- [Source excerpt]:
>>>>

This article provides an accessible explanation of the "proof-of-work" consensus algorithm as used in Bitcoin, Ethereum and many other cryptocurrencies. It does not assume expertise with computer science or cryptography, however is targeted at a technical audience.
Introduction
The Bitcoin protocol was first described by Satoshi Nakamoto (2008). In 2009, the first implementation of the Bitcoin protocol emerged as the ledger of the now US$276 bitcoin (BTC) cryptocurrency (notice that the protocol has a capital "B" whilst the currency does not). The bitcoin blockchain is a transaction ledger, where transactions are ordered into blocks, and the blocks into a chain:
Nakamoto was not the first to describe a blockchain; - Haber and Stornetta (1991) described such a concept more than fifteen years earlier. However, the Nakamoto paper was the first to conceptualise a distributed blockchain; a blockchain which does not rely upon a single organisation to store the chain, but instead relies upon a network of individuals to share the chain with each other.
Prior to Nakamoto's paper, many of the technologies required for a distributed blockchain already existed (e.g., peer-to-peer filesharing and cryptography). The core innovation of the Nakamoto paper was the introduction of a consensus mechanism which allowed a "decentralised" network of distrusting peers to agree on a state of account balances. This consensus mechanism has become known as Nakamoto consensus.
Nakamoto consensus is specific to bitcoin, however, it falls into a larger category of proof-of-work consensus. Cryptocurrencies such as Ethereum, Litecoin and Zcash all use a form of proof-of-work consensus and this article will describe the concepts needed to understand the consensus mechanisms behind these and many other cryptocurrencies.
For readability, we will use the term "cryptocurrency" as a generic term for proof-of-work based cryptocurrencies, however, it is actually a misnomer as there are cryptocurrencies which do not use proof-of-work (e.g., EOS, NXT, Cardano).
Why do cryptocurrencies need proof-of-work?
Cryptocurrencies allow anyone to anonymously produce blocks and extend their currency ledger. This is fundamental to their ability to escape regulation and government controls; stopping a cryptocurrency will be incredibly difficult if anyone with a computer can anonymously produce a block.
This "open door" philosophy raises an obvious challenge: if anyone can extend the ledger, what would stop the blockchain from growing at a rate equal to the amount of people attempting to extend it? This is especially true considering that the production of a new block (akin to a new page of a ledger) is rewarded handsomely (bitcoin currently offers 12.5 BTC, which is worth USD$235,000 at the time of writing).
Cryptocurrencies needed a rate-limiting solution; a way to reduce the speed at which the ledger can be extended. Proof-of-work is the solution to this rate-limiting problem. It requires each extension of the ledger (block) to have a "proof-of-work" which gets more difficult as production capacity increases. In fact, proof-of-work ensures that the production of a new block is so difficult that the entire applied computing capacity of the world (universe, even) cannot produce more than one block each ten minutes.

<<<<

- [Challenges]:
1 > Translate this sentence from the proof-of-work article into Spanish: "This consensus mechanism has become known as Nakamoto consensus."
2 > According to the proof-of-work article, who described a blockchain concept before Nakamoto?
3 > Proceed with the proof-of-work article from the point where it stops.
These records have no connection to the proof-of-work article.

Coordinate annotation records
>>>>

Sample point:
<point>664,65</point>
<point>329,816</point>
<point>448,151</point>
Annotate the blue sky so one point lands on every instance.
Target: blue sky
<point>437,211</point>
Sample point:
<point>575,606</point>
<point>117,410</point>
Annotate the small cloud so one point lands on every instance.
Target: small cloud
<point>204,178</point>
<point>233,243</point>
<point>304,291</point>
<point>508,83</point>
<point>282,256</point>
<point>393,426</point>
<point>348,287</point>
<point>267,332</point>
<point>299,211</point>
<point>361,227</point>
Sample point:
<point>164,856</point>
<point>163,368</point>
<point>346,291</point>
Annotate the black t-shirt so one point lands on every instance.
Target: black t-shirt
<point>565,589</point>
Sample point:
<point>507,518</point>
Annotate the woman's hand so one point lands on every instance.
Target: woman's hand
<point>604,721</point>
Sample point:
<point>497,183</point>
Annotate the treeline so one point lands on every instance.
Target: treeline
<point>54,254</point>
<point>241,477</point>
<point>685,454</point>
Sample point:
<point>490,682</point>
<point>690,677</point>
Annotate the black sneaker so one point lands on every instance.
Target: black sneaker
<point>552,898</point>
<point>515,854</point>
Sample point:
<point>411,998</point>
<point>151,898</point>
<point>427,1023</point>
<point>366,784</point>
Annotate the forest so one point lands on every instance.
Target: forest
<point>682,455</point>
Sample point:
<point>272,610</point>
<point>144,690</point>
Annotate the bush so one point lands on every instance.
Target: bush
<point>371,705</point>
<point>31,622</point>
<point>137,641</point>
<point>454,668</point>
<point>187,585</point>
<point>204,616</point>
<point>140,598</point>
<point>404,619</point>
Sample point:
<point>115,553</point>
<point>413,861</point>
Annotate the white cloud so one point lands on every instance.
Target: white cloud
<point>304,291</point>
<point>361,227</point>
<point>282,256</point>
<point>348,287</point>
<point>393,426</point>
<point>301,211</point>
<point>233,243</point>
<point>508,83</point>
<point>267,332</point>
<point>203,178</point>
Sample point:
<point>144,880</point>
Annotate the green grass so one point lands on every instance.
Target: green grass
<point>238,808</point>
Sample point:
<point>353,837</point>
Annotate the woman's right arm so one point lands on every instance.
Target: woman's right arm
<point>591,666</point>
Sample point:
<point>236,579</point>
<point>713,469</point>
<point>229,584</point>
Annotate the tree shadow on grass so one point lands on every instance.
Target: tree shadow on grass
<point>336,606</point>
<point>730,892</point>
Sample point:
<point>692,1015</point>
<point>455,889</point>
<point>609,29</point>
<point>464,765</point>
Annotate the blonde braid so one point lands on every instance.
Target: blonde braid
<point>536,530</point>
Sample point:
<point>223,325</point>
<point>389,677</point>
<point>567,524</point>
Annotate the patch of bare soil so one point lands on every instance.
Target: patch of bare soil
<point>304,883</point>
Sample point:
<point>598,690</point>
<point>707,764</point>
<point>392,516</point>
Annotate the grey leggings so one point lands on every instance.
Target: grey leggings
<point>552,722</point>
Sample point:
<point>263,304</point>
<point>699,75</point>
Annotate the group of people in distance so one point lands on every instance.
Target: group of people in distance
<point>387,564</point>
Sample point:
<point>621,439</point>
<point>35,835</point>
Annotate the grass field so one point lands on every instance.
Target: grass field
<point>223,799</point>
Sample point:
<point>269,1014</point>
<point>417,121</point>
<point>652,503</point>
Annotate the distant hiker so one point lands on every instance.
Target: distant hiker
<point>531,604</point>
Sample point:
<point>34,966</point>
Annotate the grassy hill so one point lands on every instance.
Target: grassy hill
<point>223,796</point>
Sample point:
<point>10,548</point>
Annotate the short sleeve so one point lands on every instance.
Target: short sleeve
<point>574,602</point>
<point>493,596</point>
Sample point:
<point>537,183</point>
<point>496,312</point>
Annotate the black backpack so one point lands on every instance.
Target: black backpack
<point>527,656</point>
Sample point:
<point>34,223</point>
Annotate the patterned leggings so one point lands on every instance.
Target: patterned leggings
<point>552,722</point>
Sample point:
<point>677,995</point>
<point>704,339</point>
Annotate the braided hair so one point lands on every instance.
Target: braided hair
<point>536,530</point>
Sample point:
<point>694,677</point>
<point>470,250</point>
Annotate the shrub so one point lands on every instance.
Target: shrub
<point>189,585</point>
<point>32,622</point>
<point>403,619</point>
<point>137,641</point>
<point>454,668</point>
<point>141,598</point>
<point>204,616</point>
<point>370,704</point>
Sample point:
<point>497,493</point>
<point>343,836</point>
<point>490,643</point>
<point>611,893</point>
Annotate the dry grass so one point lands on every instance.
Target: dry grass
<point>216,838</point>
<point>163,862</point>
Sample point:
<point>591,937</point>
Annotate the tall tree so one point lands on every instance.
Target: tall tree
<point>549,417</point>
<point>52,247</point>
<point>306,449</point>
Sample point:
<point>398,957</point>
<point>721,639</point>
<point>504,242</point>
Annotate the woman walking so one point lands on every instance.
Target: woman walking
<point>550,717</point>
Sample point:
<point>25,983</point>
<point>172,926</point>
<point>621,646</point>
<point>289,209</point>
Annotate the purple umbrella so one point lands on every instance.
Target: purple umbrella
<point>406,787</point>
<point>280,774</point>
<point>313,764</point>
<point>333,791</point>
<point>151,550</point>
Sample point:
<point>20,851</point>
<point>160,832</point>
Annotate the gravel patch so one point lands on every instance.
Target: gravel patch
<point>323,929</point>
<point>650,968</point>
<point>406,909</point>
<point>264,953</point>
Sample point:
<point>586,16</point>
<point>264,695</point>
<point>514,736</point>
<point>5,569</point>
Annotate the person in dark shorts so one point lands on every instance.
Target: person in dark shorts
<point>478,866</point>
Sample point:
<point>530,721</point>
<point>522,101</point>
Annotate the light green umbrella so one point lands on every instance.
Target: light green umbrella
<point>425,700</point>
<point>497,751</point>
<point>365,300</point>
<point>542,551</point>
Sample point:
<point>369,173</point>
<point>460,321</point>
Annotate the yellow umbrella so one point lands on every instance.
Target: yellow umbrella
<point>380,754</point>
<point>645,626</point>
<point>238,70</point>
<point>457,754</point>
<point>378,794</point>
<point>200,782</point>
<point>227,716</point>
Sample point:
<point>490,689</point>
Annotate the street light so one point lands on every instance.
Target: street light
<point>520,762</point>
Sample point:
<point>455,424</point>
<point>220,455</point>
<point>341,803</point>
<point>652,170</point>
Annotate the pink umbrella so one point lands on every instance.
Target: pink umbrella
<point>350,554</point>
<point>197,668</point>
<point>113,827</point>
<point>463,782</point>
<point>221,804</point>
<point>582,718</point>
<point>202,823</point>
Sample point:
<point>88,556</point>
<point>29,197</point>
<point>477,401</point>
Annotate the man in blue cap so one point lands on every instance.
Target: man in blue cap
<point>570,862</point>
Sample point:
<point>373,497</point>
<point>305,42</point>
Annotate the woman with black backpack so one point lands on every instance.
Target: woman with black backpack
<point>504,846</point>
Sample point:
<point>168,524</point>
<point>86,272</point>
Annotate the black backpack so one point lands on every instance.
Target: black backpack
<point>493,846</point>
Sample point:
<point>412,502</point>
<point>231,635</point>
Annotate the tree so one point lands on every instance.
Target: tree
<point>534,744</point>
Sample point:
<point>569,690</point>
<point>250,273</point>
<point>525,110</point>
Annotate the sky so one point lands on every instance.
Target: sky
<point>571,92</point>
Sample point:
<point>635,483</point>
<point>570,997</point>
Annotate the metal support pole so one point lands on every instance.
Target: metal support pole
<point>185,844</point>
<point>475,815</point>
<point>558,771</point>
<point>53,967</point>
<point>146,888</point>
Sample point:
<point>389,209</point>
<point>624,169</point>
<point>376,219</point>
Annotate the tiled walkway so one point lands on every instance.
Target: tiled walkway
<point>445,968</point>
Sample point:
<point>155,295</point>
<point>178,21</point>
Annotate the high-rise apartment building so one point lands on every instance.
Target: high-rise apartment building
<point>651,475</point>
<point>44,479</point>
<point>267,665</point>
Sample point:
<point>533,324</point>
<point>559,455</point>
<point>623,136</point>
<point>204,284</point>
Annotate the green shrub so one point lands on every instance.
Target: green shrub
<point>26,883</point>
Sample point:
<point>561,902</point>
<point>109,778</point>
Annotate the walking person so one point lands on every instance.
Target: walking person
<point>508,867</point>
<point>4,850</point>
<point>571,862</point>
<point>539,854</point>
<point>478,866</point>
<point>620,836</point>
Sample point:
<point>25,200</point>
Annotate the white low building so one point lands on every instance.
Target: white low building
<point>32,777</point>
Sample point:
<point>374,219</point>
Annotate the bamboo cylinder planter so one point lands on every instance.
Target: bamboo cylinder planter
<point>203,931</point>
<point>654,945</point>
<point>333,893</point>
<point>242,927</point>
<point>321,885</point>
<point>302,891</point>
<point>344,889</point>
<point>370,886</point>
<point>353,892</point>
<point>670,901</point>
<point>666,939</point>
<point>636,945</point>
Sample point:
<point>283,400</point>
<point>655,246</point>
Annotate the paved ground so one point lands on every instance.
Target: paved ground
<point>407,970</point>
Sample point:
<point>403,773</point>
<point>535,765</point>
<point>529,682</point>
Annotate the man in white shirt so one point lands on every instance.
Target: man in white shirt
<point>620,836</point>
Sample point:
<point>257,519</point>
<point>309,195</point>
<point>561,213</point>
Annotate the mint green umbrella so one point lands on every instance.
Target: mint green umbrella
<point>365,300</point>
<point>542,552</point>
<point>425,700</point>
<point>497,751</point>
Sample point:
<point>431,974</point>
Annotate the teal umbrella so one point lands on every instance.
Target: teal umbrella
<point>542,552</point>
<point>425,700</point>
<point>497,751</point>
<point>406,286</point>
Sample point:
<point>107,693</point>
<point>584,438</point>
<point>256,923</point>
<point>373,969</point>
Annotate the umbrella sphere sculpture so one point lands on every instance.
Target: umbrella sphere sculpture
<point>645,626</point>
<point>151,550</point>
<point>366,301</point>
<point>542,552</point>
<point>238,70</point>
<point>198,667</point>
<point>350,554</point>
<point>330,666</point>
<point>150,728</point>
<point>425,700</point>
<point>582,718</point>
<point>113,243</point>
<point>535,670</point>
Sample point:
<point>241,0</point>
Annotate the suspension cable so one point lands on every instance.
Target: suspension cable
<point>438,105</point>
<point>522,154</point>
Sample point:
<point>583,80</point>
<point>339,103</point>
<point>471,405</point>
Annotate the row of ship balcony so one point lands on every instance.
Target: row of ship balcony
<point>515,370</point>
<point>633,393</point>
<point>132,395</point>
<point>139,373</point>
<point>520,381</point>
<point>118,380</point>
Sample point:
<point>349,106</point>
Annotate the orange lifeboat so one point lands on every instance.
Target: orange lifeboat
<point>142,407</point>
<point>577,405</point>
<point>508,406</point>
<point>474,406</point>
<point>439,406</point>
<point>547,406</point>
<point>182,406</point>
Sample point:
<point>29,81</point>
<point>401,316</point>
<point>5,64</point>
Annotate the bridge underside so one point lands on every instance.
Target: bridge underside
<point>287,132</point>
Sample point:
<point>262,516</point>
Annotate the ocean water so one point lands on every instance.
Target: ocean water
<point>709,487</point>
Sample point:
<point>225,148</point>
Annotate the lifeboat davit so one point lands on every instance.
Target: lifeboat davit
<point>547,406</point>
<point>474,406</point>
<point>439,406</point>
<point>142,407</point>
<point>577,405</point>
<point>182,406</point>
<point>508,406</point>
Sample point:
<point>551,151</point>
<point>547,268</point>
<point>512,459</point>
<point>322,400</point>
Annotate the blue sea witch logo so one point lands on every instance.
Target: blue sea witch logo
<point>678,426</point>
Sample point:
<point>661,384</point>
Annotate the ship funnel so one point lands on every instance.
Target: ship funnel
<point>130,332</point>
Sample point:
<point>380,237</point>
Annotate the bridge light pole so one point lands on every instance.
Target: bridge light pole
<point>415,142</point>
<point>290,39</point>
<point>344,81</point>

<<<<

- [Task responses]:
1 > Este mecanismo de consenso ha llegado a conocerse como consenso de Nakamoto.

2 > Haber and Stornetta (1991).

3 >
What is a proof-of-work?
A proof-of-work is exactly as it sounds: a proof that some amount of work was done. A large hole in the ground could serve as an easily-verifiable proof-of-digging and a chalkboard full of words serves as a proof-of-writing. Both of those activities required "work", so they're each a proof-of-work.
As cryptocurrencies are computer protocols, a proof of computational work is required. Like the other examples, the proof needs to be "hard" to generate and "easy" to validate. Such a proof scheme was first described by Dwork and Naor (1992) to address email spam. This proof scheme has two major properties, both of which we will explain in this section; it is probabilistic and it uses cryptographic hashing algorithms.
What is a probabilistic proof-of-work?
To explain a probabilistic proof-of-work we will use an analogy:
There is a black box with a button and a screen. When the button is pressed, a random number between 1
and 100
is displayed on the screen. A validator, Alice, hands the box to a worker, Bob, and stipulates that he may only return the box when it displays a 1
or 2
. Given there is a 1
in 50
chance of any button press resulting in a number in this range, Alice could assert that Bob probably had to press the button fifty times for the box to display a 1
or 2
.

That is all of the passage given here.